Copy out every row below, keeping each character unchanged.

Entries taken from a collection:
[Start]

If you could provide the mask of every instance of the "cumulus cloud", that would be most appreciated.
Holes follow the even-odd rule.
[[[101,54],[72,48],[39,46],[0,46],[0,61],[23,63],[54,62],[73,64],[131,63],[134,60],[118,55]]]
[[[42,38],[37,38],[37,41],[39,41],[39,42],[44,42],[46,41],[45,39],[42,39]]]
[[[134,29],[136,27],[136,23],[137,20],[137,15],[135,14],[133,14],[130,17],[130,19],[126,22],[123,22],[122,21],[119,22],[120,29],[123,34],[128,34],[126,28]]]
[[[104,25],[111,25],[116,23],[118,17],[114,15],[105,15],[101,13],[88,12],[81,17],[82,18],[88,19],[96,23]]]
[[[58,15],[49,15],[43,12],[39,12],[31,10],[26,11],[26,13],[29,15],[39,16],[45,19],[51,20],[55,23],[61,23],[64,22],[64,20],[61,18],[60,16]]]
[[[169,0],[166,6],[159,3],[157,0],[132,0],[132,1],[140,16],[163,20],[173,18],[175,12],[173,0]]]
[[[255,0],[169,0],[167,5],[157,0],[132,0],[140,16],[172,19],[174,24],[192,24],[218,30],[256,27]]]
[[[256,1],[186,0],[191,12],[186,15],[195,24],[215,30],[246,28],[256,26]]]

[End]

** Task result **
If you could provide the mask of every instance of the "cumulus cloud", that would be most appreciated.
Holes follow the even-odd rule.
[[[101,54],[72,48],[39,46],[0,46],[0,61],[23,63],[54,62],[73,64],[131,63],[134,60],[118,55]]]
[[[42,38],[37,38],[37,41],[39,41],[39,42],[44,42],[46,41],[45,39],[42,39]]]
[[[134,29],[136,27],[136,23],[137,20],[137,15],[135,14],[133,14],[130,17],[130,19],[126,22],[123,22],[122,21],[119,22],[120,29],[123,34],[128,34],[126,28]]]
[[[104,25],[111,25],[116,23],[118,17],[114,15],[105,15],[101,13],[88,12],[81,17],[82,18],[88,19],[96,23]]]
[[[58,15],[49,15],[43,12],[39,12],[31,10],[26,11],[26,13],[29,15],[39,16],[45,19],[51,20],[55,23],[61,23],[64,22],[64,20],[61,18],[60,16]]]
[[[169,0],[166,6],[159,3],[157,0],[132,0],[132,1],[140,16],[163,20],[173,18],[175,12],[173,0]]]
[[[255,0],[169,0],[167,5],[157,0],[132,0],[140,16],[172,19],[174,24],[192,24],[218,30],[256,27]]]
[[[256,1],[186,0],[191,12],[186,15],[195,24],[215,30],[246,28],[256,26]]]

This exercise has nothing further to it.